EXERCISE GOAL> Reproduce verbatim the stretch of the article on listening below from "Ed. note: this" through "to listen well.".

======== SOURCE ========

Ed. note: this week celebrates Administrative Assistants and this series of articles gives some of the best advice possible for good working relationships. Without listening, it's hard for anything constructive to take place in the church office—give yourself a gift—read all three parts as they are posted, and learn to listen well.
“I know you believe you understand what you think I said, but I’m not sure you realize that what you heard is not what I said.”
This classic statement proves the point: communication is not easy.
Listening and hearing are not the same.
Americans spend at least 80 percent of their waking hours communicating—speaking, listening, texting, emailing, reading, and writing. The form your communication takes varies, of course, depending on your lifestyle, but a common rule of thumb says that on average 9 percent of our communicating is done by writing, 16 percent by reading, 30 percent by speaking, and 45 percent by listening. Factoring in email, tweets, and instant messaging, we might adjust the percentages a bit, but taking in information (listening in one form or another) still takes the lion’s share of communication time.

======== DATASET EXTRACT ========

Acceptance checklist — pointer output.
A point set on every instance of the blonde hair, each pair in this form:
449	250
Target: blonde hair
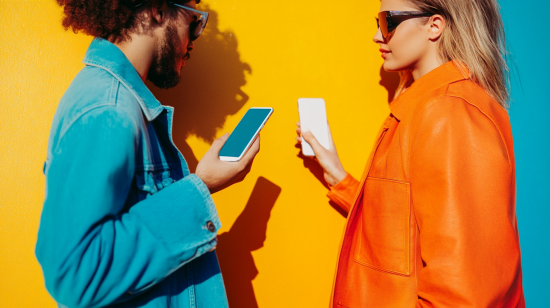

========

SOLUTION FOR THIS PROBLEM>
Ed. note: this week celebrates Administrative Assistants and this series of articles gives some of the best advice possible for good working relationships. Without listening, it's hard for anything constructive to take place in the church office—give yourself a gift—read all three parts as they are posted, and learn to listen well.